● **DO THIS**
Please return every line of the material below that contains the word "dark", copying each one unchanged.

● **RECORDS FOR THIS TASK**
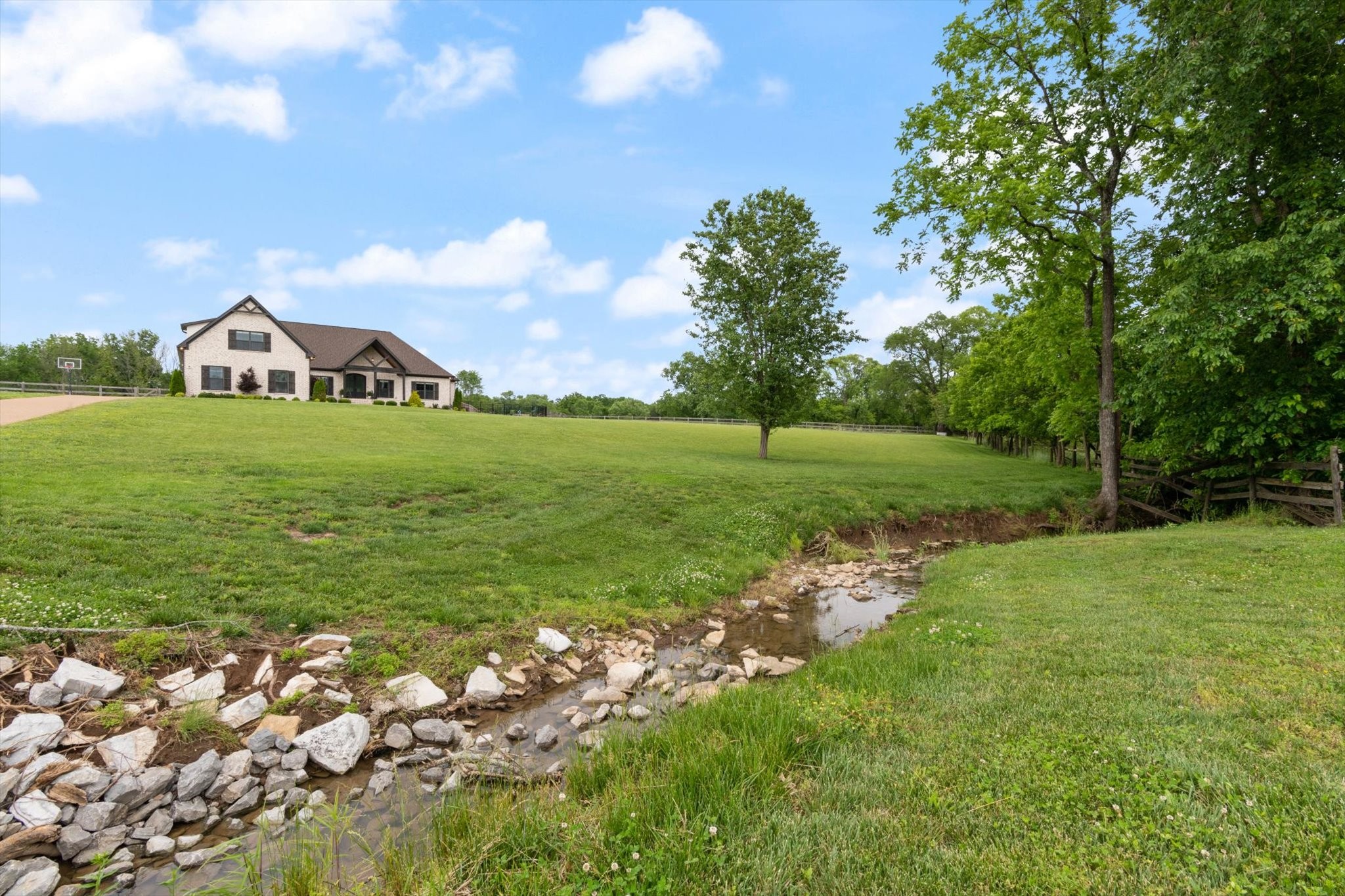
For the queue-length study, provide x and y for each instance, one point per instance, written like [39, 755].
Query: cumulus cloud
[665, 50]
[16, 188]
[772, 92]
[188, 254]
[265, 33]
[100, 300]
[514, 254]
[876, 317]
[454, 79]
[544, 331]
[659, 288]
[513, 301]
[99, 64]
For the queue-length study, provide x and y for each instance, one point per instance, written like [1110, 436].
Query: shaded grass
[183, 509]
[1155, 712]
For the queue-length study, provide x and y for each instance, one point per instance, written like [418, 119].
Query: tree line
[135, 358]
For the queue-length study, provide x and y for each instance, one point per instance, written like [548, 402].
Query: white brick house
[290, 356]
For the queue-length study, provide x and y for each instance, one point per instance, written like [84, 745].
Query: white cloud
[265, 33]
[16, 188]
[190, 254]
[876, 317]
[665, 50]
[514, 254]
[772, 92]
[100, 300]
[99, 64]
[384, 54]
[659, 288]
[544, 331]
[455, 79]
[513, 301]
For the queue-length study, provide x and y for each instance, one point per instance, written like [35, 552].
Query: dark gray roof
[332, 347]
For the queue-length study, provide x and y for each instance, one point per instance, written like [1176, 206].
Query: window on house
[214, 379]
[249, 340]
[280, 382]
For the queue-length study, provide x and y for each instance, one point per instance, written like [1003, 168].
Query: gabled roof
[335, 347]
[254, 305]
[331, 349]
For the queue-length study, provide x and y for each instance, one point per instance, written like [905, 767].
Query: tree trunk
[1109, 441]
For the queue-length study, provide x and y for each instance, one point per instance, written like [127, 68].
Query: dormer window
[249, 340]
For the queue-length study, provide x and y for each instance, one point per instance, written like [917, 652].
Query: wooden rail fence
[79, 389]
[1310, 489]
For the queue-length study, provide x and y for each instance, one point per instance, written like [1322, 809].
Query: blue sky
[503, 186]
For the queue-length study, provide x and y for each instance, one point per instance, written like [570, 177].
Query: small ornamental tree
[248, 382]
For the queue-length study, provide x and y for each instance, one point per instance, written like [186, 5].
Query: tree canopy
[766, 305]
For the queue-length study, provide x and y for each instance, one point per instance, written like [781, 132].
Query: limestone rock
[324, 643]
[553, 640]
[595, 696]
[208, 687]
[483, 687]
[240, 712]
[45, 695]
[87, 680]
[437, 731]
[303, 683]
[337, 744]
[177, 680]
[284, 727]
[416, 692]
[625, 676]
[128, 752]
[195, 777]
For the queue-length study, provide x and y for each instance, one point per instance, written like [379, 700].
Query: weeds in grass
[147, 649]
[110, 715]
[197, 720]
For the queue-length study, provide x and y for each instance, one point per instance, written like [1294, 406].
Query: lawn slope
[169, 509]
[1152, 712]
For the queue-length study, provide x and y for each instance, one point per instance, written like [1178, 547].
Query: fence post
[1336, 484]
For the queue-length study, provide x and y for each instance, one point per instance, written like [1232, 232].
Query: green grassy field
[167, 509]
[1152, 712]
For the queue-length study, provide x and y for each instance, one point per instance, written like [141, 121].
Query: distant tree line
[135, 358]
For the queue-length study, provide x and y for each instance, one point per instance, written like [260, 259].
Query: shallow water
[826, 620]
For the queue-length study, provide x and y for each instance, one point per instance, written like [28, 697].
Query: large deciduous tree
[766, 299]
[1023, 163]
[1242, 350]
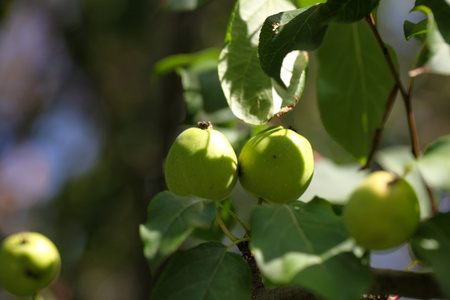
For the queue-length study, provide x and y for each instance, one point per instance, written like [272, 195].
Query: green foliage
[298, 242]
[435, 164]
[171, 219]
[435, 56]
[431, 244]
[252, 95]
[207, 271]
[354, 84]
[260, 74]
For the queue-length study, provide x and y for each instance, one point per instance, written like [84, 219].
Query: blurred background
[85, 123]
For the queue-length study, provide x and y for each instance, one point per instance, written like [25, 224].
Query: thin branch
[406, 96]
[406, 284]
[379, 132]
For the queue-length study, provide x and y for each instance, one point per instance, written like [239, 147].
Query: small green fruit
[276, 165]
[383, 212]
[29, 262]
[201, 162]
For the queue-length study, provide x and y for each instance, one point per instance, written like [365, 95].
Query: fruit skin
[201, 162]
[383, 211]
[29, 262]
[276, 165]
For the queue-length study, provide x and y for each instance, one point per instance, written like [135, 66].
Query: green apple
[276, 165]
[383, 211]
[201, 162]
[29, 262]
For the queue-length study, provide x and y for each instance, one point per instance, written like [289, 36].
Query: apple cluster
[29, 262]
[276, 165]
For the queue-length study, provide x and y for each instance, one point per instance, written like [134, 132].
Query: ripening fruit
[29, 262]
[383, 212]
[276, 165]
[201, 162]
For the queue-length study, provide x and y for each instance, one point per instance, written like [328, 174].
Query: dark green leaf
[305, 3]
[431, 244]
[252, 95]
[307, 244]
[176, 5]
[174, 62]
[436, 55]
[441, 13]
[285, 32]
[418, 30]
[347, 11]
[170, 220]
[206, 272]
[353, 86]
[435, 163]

...

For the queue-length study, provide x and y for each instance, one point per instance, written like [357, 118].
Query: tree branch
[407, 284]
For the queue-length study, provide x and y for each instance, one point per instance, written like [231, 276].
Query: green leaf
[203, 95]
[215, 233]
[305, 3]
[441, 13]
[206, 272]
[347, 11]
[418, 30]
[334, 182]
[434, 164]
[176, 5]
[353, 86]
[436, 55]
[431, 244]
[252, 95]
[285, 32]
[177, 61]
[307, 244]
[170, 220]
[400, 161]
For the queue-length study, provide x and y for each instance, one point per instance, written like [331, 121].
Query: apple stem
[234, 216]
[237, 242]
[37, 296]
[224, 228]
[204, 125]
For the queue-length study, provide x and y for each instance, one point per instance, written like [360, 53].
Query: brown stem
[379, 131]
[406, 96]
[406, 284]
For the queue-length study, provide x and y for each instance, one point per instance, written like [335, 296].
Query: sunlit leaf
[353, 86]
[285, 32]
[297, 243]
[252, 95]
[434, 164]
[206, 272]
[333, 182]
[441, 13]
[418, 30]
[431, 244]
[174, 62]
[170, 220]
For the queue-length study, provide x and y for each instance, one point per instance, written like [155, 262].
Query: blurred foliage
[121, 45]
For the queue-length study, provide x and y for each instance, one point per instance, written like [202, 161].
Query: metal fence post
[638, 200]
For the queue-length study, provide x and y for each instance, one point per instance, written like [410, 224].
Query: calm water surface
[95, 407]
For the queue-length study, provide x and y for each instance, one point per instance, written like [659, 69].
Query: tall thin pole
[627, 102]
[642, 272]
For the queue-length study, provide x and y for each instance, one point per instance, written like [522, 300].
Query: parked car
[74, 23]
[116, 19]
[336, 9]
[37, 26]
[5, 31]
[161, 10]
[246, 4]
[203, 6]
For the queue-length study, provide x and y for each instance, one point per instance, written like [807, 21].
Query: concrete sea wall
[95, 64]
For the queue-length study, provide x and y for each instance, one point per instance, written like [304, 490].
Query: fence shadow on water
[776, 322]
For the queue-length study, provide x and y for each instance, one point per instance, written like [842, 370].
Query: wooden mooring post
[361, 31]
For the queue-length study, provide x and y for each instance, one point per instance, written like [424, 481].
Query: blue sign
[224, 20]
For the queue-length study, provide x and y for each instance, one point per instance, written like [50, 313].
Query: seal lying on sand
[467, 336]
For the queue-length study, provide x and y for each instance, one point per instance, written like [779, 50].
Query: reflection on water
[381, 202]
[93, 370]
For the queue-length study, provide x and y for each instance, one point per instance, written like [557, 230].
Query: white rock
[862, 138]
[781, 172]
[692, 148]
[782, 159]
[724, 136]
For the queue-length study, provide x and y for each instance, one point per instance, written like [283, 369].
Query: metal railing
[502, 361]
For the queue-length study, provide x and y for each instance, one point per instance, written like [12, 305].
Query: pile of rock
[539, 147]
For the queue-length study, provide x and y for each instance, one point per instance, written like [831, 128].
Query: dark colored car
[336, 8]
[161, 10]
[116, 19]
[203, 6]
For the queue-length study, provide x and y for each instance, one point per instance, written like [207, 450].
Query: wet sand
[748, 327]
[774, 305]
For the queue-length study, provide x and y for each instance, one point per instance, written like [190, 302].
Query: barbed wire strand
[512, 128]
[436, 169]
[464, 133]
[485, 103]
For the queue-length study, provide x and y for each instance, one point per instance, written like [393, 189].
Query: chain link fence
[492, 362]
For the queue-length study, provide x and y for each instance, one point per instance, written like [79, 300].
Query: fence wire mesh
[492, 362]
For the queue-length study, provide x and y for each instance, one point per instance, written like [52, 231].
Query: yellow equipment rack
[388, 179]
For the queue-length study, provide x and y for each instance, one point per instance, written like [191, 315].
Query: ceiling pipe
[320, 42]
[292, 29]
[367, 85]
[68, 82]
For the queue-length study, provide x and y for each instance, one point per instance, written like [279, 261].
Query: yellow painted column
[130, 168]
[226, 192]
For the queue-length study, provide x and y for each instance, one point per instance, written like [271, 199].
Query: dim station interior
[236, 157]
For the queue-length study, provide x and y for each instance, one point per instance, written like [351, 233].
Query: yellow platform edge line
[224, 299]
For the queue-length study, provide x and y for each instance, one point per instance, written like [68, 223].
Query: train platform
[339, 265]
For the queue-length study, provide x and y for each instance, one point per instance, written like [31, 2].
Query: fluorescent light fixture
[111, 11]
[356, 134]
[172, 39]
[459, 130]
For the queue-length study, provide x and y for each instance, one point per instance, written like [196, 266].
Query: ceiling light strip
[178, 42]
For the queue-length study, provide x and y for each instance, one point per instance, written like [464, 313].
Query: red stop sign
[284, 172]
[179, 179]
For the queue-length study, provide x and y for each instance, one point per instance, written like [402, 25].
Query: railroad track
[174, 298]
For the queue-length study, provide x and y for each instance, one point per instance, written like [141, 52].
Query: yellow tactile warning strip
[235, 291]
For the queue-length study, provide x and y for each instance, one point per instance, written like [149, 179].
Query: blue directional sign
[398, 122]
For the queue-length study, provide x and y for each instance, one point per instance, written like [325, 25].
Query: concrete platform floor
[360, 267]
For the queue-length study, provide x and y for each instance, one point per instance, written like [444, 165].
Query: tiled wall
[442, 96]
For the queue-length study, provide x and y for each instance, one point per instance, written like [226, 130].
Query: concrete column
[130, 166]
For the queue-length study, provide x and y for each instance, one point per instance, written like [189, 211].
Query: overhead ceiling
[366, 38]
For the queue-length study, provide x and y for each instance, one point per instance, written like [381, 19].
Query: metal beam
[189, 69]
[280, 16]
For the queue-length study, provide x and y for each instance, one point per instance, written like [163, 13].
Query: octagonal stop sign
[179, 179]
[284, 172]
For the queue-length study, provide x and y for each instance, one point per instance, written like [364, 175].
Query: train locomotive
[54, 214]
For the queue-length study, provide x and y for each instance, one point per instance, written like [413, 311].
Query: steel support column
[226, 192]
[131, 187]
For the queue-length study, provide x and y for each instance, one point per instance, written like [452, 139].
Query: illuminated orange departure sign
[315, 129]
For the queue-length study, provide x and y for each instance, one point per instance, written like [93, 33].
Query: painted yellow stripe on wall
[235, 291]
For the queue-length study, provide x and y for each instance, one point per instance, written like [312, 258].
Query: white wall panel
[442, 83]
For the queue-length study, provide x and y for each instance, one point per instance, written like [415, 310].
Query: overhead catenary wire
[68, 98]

● **THE OUTPUT**
Query: dark gray roof
Query: dark green leaf
Query: dark colored car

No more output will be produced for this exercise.